(TASK REQUIREMENTS)
Nothing in the entries should be altered. Write them out in full.
Start of DATASET ENTRIES
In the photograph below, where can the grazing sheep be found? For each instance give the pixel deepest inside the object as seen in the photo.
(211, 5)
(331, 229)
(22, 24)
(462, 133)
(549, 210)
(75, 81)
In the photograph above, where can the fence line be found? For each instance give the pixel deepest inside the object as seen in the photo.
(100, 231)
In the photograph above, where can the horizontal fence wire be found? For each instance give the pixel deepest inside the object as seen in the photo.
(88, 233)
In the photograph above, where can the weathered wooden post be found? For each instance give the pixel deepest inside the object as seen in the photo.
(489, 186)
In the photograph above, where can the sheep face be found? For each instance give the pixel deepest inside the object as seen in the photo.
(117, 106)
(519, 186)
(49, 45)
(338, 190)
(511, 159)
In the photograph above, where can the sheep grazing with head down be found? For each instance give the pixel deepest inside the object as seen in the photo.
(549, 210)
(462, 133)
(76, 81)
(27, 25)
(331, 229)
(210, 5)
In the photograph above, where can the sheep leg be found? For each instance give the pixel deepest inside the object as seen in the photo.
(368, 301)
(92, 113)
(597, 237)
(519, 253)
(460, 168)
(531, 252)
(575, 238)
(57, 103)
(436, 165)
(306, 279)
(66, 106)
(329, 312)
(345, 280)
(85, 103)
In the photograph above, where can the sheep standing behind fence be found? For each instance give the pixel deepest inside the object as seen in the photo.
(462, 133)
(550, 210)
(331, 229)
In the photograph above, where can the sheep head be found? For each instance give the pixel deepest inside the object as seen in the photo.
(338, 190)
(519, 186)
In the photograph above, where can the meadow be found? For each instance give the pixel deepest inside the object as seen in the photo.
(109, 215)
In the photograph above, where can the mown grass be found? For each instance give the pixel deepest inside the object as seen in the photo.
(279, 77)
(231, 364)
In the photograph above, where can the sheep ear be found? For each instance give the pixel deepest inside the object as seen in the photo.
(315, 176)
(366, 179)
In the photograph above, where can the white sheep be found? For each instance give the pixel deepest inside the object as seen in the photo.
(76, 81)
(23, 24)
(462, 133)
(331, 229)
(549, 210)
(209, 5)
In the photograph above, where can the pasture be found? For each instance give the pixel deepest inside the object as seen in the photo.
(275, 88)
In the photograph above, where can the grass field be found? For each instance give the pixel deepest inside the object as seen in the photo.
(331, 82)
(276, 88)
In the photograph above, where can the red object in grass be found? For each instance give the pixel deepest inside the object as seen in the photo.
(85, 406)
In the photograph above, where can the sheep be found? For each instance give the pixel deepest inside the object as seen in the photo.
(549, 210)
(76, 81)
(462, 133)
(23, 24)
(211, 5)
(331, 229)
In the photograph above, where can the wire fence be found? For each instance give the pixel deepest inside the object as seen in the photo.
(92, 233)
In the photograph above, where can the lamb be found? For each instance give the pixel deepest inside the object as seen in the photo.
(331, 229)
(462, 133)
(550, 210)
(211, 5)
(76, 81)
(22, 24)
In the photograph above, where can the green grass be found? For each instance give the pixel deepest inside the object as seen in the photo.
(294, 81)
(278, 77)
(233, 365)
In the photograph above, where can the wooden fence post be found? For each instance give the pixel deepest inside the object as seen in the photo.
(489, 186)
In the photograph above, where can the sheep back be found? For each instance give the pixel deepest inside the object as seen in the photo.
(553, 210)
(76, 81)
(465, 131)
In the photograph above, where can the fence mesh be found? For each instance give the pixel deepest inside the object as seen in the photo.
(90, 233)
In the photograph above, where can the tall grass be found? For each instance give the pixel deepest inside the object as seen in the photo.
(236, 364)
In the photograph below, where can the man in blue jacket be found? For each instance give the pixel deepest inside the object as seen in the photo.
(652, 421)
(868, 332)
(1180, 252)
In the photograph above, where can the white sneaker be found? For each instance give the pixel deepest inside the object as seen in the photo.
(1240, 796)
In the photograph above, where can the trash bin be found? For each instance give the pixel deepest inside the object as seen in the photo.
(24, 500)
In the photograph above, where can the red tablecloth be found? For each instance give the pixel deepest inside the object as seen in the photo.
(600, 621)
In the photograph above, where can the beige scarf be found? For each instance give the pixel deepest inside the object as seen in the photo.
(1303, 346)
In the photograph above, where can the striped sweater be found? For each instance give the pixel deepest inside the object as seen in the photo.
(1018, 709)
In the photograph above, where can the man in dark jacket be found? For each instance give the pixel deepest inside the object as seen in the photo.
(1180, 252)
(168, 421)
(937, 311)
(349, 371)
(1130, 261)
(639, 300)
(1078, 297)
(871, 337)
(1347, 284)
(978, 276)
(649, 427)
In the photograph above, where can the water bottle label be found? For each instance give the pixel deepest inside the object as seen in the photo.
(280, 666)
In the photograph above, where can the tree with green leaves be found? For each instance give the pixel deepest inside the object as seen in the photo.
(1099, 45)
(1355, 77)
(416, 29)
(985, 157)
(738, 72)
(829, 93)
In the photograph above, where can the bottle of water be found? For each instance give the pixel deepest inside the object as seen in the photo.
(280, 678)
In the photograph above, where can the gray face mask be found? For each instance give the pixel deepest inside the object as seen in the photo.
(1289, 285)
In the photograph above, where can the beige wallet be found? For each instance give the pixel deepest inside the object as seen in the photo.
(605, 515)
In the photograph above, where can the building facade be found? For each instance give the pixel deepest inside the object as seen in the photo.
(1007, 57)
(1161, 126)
End of DATASET ENTRIES
(SOLUTION BELOW)
In the photograph below, where can the grazing sheep be found? For each instance give the pixel deepest inside the object as seen in the photo.
(211, 5)
(331, 229)
(22, 24)
(462, 133)
(549, 210)
(75, 81)
In the photograph above, where can the fence line be found? For each instance give the pixel deepest inside the object as seen in the photo.
(100, 231)
In the photograph above, where can the horizontal fence wire be found? For each instance give the pixel deepest inside the object as seen in the photo.
(88, 233)
In the photograph above, where can the weathered wooden post be found? For each instance give the pixel deepest inside the object as seen in the photo.
(489, 186)
In the photograph above, where can the sheep face be found? For each instance give the pixel deepest inside the object as seen in the photo.
(117, 106)
(519, 186)
(49, 45)
(338, 190)
(511, 159)
In the photograph above, where can the sheep grazing with head down be found? For each instance give the pixel deepest inside the object as seen in the photo.
(549, 210)
(462, 133)
(76, 81)
(27, 25)
(331, 229)
(210, 5)
In the photograph above, where can the sheep leg be found? For each instance give the pixel deepest inside the object as seen in the photo.
(368, 301)
(92, 113)
(597, 237)
(519, 253)
(460, 168)
(531, 252)
(575, 238)
(57, 103)
(436, 165)
(306, 279)
(66, 106)
(329, 312)
(345, 280)
(85, 103)
In the photograph above, where can the sheep standing behind fence be found? For each instance give the pixel deepest inside the object as seen in the photo.
(462, 133)
(550, 210)
(331, 229)
In the photograph above, where can the sheep head be found? For each instance give the pixel deepest inside the object as seen in the photo.
(338, 190)
(519, 186)
In the photograph above, where can the meadow be found? For each instance give the pixel deepest inside the object as seen in the photo.
(109, 215)
In the photograph above, where can the mown grass be found? For each instance give the pixel deepest inside the object as seen in the photo.
(279, 77)
(231, 364)
In the photograph above, where can the sheep ear be found? For each instance give the pixel deepest inside the object as seen in the photo.
(315, 176)
(366, 179)
In the photograph above, where can the white sheep be found? For each instance give the pixel deepest inside the object as seen in the photo.
(76, 81)
(23, 24)
(462, 133)
(331, 229)
(549, 210)
(209, 5)
In the photograph above, where can the pasture be found? For each instance give the pixel deepest inside the object as seen in the photo.
(275, 88)
In the photograph above, where can the grass field be found? For each instance give the pixel deepest inside the object as seen in the photo.
(331, 82)
(276, 88)
In the photograph above, where can the red object in grass be found? For each instance give the pixel deepest inside the object as seen in the photo.
(85, 406)
In the photograph above, where can the sheep be found? For each instance give the pixel deepest inside the object as seen in the photo.
(549, 210)
(76, 81)
(462, 133)
(23, 24)
(211, 5)
(331, 229)
In the photograph above, where can the wire fence be found? For each instance give the pixel deepest inside the object as seen in the photo.
(92, 233)
In the photograph above, where can the lamb be found? For each instance give the pixel deepest inside the object as seen in the photo.
(331, 229)
(462, 133)
(550, 210)
(211, 5)
(76, 81)
(22, 24)
In the photograph above, where can the green grass be found? For each instance give the pixel deepest inside the object as seen in the photo.
(294, 81)
(278, 77)
(233, 365)
In the photograph above, where can the wooden fence post be found? For each instance give the pixel deepest inside the object as seen in the photo.
(489, 186)
In the photograph above, where can the sheep back be found? For each instance give the pixel deepest inside the object as seen in the photo.
(553, 210)
(76, 81)
(465, 131)
In the photograph above, where can the fence mesh be found? For each instance give the pixel deepest inside the object as seen in the photo.
(90, 233)
In the photograph above, where can the tall grass be found? For each instance give the pixel deepest inside the object as seen in the photo.
(236, 364)
In the photograph below, where can the man in blue jacket be found? For each instance give the pixel deepest inside the object as seen in the photo.
(652, 421)
(868, 332)
(1180, 252)
In the photograph above, where can the white sneaker be found? For each instance give the pixel deepest inside the object as seen in the photo.
(1240, 796)
In the photograph above, where can the trash bin be found? For each instance give the pixel deepest inside the object as seen in the photo.
(24, 500)
In the photograph above, where can the red tablecloth be found? For each instance give the pixel deepest inside the object as seen in the photo.
(600, 621)
In the photograph above, where can the beige scarf be found? For each instance give the pixel deepest inside the object as seen in the photo.
(1303, 346)
In the photograph above, where can the striped sweater be found? For each instance give the pixel deepest inside the object as seen in the photo.
(1018, 709)
In the photograph above, where can the man in dark jacket be found? For each instance give the pixel deepest inside the object as seen in the photo.
(1180, 252)
(168, 421)
(937, 311)
(349, 371)
(1130, 261)
(639, 300)
(1078, 297)
(871, 337)
(1347, 284)
(978, 276)
(649, 427)
In the photograph above, where can the water bottle label be found? For each instance give the pixel deepest inside the object as seen in the photo.
(280, 666)
In the photograph above, where can the tree with green leaves be found? For each instance give the pixel deepest inside the object as seen in the photo.
(1099, 45)
(1355, 77)
(416, 29)
(985, 157)
(738, 72)
(829, 93)
In the photograph above, where can the bottle of water be found? For each instance give the pixel deepest inside the object as seen in the photo.
(280, 678)
In the photograph above, where can the gray face mask be found? For each instance give the pixel deepest inside the object as seen in the photo.
(1289, 285)
In the photograph above, where can the beige wallet be found? For each instance give the pixel deepest inside the object as seen in the photo.
(605, 515)
In the photograph above, where can the building facade be found? For each instance give the pixel deepest inside the object as seen in the photo.
(1007, 57)
(1161, 126)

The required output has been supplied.